**Tasks for this exercise:**
1: Answer these questions about the introduction, one line each, marked like the questions:
(a) According to the China Statistical Yearbook 2016, how many people did traffic accidents kill in China in 2015?
(b) Which two mature technologies are given as examples?
(c) In what scene is a dynamical map said to have an advantage?
2: Can you arrange every line of the records, not the introduction, as a numbered list, skipping blank lines and leaving out the pictures?

**Document:**
# # # #
Keywords

1 Introduction

According to the China Statistical Yearbook 2016 [1], only in 2015 year, traffic accidents killed more than 58000 people in china. Vehicle manufacturers and drivers seek a more secure way of driving, such as Automatic Driving System and Advanced Driver Assistance System (ADAS). Rapid development of Autonomous vehicles and Advanced Driver Assistance System (ADAS) has put higher requirements on the application of computer vision technology, which can provide richer information and more reliable control system.

Over the past few decades, mature technical technology, such as GPS and preloaded digital map [2,3,4,5], has brought us great convenience. Although static map has played a significant role in the navigation and location fields, since the data of static map isn’t real-time, Dynamical surroundings map can provide more accurate decision-making resources in real time. Under certain scenes, for example, pedestrians are present, dynamical map has advantage.
# # # #
**Records supplied:**
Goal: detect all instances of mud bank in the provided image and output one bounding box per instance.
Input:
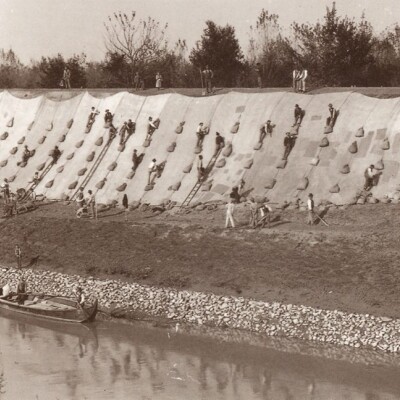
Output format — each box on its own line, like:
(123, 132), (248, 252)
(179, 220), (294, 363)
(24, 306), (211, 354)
(0, 267), (400, 353)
# # # #
**Solutions for each task:**
1:
(a) More than 58000 people.
(b) GPS and the preloaded digital map.
(c) When pedestrians are present.

2:
1. Goal: detect all instances of mud bank in the provided image and output one bounding box per instance.
2. Input:
3. Output format — each box on its own line, like:
4. (123, 132), (248, 252)
5. (179, 220), (294, 363)
6. (24, 306), (211, 354)
7. (0, 267), (400, 353)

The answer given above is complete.